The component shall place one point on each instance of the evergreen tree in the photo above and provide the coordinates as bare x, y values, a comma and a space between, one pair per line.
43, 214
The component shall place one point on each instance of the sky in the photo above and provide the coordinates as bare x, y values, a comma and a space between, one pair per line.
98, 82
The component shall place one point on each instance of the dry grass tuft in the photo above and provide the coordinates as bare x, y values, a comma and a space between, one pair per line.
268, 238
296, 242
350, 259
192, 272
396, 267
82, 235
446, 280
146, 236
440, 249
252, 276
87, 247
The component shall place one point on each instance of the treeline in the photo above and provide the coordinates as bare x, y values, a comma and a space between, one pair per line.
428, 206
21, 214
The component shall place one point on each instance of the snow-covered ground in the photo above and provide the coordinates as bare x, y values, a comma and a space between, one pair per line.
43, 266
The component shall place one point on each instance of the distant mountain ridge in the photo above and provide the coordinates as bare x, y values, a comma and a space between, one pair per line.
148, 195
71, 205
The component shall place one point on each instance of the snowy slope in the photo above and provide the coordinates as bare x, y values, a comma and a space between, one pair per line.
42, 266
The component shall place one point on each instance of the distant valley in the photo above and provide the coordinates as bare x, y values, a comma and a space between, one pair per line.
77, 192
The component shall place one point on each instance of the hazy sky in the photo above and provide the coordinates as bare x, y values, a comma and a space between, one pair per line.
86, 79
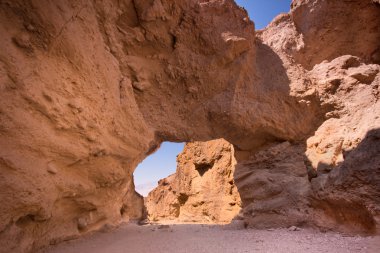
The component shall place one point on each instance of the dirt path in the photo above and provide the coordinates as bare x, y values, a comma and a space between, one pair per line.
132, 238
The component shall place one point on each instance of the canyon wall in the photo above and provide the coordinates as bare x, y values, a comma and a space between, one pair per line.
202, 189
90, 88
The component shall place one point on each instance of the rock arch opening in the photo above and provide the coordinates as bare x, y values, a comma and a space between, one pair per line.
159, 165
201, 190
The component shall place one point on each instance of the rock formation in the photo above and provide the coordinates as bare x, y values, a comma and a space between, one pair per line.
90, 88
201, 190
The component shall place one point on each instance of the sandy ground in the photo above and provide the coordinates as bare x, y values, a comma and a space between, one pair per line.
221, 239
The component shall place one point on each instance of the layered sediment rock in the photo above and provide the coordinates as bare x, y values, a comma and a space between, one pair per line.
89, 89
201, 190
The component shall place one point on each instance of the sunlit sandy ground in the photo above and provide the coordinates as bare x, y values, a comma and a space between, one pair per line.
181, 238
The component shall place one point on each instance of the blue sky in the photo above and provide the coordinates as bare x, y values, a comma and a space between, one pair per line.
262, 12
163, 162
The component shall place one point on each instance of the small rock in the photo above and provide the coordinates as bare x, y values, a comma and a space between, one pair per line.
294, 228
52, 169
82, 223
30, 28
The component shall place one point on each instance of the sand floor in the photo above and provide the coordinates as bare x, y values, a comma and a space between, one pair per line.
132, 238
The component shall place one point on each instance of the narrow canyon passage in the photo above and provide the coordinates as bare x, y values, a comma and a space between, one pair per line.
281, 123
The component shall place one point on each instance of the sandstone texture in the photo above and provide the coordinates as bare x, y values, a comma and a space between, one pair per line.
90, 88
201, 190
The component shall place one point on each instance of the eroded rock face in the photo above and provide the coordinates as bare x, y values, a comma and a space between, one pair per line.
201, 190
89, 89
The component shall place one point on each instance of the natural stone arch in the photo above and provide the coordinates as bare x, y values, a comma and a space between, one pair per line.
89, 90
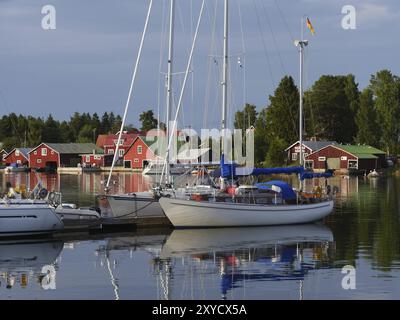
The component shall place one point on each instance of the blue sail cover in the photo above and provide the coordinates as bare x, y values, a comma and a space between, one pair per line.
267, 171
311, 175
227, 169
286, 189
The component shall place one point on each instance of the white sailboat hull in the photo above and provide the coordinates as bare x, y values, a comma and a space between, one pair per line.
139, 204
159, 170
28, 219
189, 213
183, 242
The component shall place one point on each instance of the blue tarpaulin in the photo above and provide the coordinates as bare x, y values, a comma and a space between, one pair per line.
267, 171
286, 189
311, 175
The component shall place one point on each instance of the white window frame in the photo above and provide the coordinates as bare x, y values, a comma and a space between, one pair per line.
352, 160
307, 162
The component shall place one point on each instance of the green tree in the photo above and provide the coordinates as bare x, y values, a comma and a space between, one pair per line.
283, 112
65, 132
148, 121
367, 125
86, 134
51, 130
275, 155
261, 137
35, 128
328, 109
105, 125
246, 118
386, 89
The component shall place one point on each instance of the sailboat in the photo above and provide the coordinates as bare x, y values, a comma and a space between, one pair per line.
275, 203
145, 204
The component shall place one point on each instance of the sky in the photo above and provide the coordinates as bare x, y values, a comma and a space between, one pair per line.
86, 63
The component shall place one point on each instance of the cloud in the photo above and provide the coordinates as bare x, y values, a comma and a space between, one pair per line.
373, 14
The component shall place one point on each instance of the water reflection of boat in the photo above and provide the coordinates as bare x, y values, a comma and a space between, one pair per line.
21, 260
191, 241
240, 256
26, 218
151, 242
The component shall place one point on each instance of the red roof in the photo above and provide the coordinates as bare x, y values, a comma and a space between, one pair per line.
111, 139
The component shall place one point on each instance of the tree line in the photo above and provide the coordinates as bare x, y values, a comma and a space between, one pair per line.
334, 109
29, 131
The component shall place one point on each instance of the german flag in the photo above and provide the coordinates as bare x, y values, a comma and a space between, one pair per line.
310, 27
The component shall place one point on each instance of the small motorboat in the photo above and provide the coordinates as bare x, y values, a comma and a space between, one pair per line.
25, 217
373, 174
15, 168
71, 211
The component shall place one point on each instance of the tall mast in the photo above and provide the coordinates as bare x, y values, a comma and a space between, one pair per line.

-- -- --

Written instruction: Reproduce all of the material above, replacing "component" with "annotator" everywhere and keeping everything else the same. Leave the pictures out.

Written response:
The annotator shall place one point on each instance of the evergreen tree in the photo above and provide the coordinates as bare x, y values, a comma and a space between, one pair per line.
43, 214
The annotator shall place one point on each instance of the sky in the photo above and provide the coordinates as bare x, y values, a comma and a space between, one pair per line.
98, 82
The annotator shall place one point on each instance of the dry grass tuft in the photo above and provide the coordinates as bare x, y values, a comma and a space between, one pair per line.
268, 238
296, 242
350, 259
192, 272
396, 267
82, 235
446, 280
146, 236
440, 249
252, 276
87, 247
The annotator shall place one point on each instance of the treeline in the photo above and provide the coordinates as bare x, y values, a comma and a space between, one pair per line.
428, 206
21, 214
The annotator shall place one point on each instance of the snow-covered ground in the photo above and provide the coordinates as bare x, y values, a comma and a space between, one pair per line.
43, 266
The annotator shall place one point on each instance of the distant mountain ridge in the photo above and provide the coordinates as bare x, y values, a comma and a space between, one pair per line.
148, 195
71, 205
The annotator shall place one point on each instance of the snowy slope in the photo above and provide the coordinates as bare x, y values, a comma and a space between, one pair per line.
42, 266
The annotator shall place one point on each instance of the distant valley in the photo above and provide the coordinates as bare x, y values, a comma and a space between, one pair per line.
77, 192
The annotator shall place one point on each instance of the hazy sky in the photo above and provide the coordinates as bare x, y values, a comma and a space between, one pair per line.
86, 79
The annotator shall place one point on each instance of the dirt path in the photo above and provide the coordinates as bare x, y values, a comma and a space between, one pair per line.
132, 238
The annotator shall place one point on each instance of the canyon wall in the photo above and provide the coordinates as bare x, y values, a comma and a space between, one pair per line.
202, 189
90, 88
The annotator shall place one point on each instance of the rock arch opening in the photo above and provide the coordinates as bare x, y values, a comma and a space between, one pair per line.
159, 165
201, 190
The annotator shall place one point on each instance of the rock formation in the photo above and provide the coordinates as bare x, y values, a comma and a space between, one pair per line.
90, 88
201, 190
The annotator shall place one point on each instance of the sandy ground in the photo above and provide the coordinates as bare x, y values, a comma and a space between, one pair per line.
221, 239
The annotator shall place one point on each instance of the layered sediment rock in the photo above and provide the coordinates as bare x, y values, a comma and a space between, one pair per line.
89, 89
201, 190
The annotator shall place one point on each instance of the sunlit sandy ground in the photo above and provide the coordinates as bare x, y values, a comma and a space between, one pair per line.
181, 238
The annotator shall place one point on each instance of the blue sky in the photo above and provide the coordinates as bare x, y values, a comma and a space between, one pair per line.
262, 12
163, 162
The annotator shall place one point on each instance of the small rock in the photo above and provide the coordinates as bare x, y values, a comma and a space between, one pair per line.
294, 228
52, 169
82, 223
30, 28
The annotator shall place one point on each instance of the sand floor in the photo above and provide the coordinates as bare x, y values, a comma and a space between, one pair per line.
132, 238
The annotator shall place one point on each instance of the narrow canyon passage in the photo above and provide the coordinates as bare x, y values, a comma and a space between, one pair per line.
281, 123
The annotator shall place one point on each instance of the sandstone texture in the photo above and provide the coordinates as bare x, y values, a comma and a space between, one pair per line.
90, 88
201, 190
The annotator shall place one point on each instance of the eroded rock face in the photo above and provide the coordinates as bare x, y values, a comma and a space between, one pair per line.
201, 190
89, 89
The annotator shall place one point on each instance of the natural stone arch in the photo above and provide the coordinates as bare x, y values, a comma and a space between, one pair per line.
89, 90
The annotator shall place one point on each instance of the blue sail cover in the photo above and provide the coordinates as bare x, y values, a comma and a space between, one pair per line.
267, 171
311, 175
227, 169
286, 189
The annotator shall place one point on each instance of the white sailboat hull in the photo above and provide the coordinates as bare x, y values, a comma and a space between, one pair per line.
139, 204
159, 170
28, 219
189, 213
183, 242
The annotator shall place one point on each instance of the blue tarpaulin in the photo above and provide the coordinates as bare x, y values, a comma and a space between, one pair per line.
267, 171
286, 189
311, 175
The annotator shall place one point on each instance of the white window frame in the photo above and provide the coordinates as bare x, y values, a comma and a space between, one pair per line.
352, 160
307, 162
The annotator shall place one point on each instance of the green tree in the photo above and provide the coordinates as bare x, y values, a comma and a space between, one pair per line.
283, 112
65, 132
148, 121
367, 125
86, 134
51, 130
275, 155
261, 137
35, 128
328, 109
105, 125
246, 118
386, 89
The annotator shall place one point on each instance of the sailboat in the photo above and provide the coordinates as bare x, y values, a comma and a space between, one pair per line.
275, 203
145, 204
The annotator shall place one point on each instance of the sky in the photo above and provide the coordinates as bare x, y values, a comma and a space between, one pair per line.
86, 63
The annotator shall place one point on each instance of the cloud in the photo above and provide the coordinates as bare x, y values, a comma and a space between, one pair per line.
373, 14
The annotator shall place one point on each instance of the water reflection of boat in the photo above and provide the coordinates as bare x, y values, a comma and a space between, one pair per line.
21, 260
191, 241
240, 256
26, 218
151, 242
The annotator shall place one point on each instance of the red roof in the photo above and provide the coordinates as bare x, y values, a comma and a space between, one pair per line.
111, 139
The annotator shall place one point on each instance of the tree line in the photo above and provide the coordinates as bare x, y values, a comma and a space between, one pair per line.
334, 109
29, 131
The annotator shall place one point on each instance of the german flag in the photo above and provide the coordinates as bare x, y values, a comma and a space between, one pair per line.
310, 27
The annotator shall place one point on each instance of the small motorboat in the photo above and provide the coordinates as bare x, y values, a comma and a space between, one pair per line.
25, 217
373, 174
15, 168
71, 211
The annotator shall place one point on each instance of the tall mast in the photo above and provide the coordinates as bare x, y values, a comma and a space between, one pair per line.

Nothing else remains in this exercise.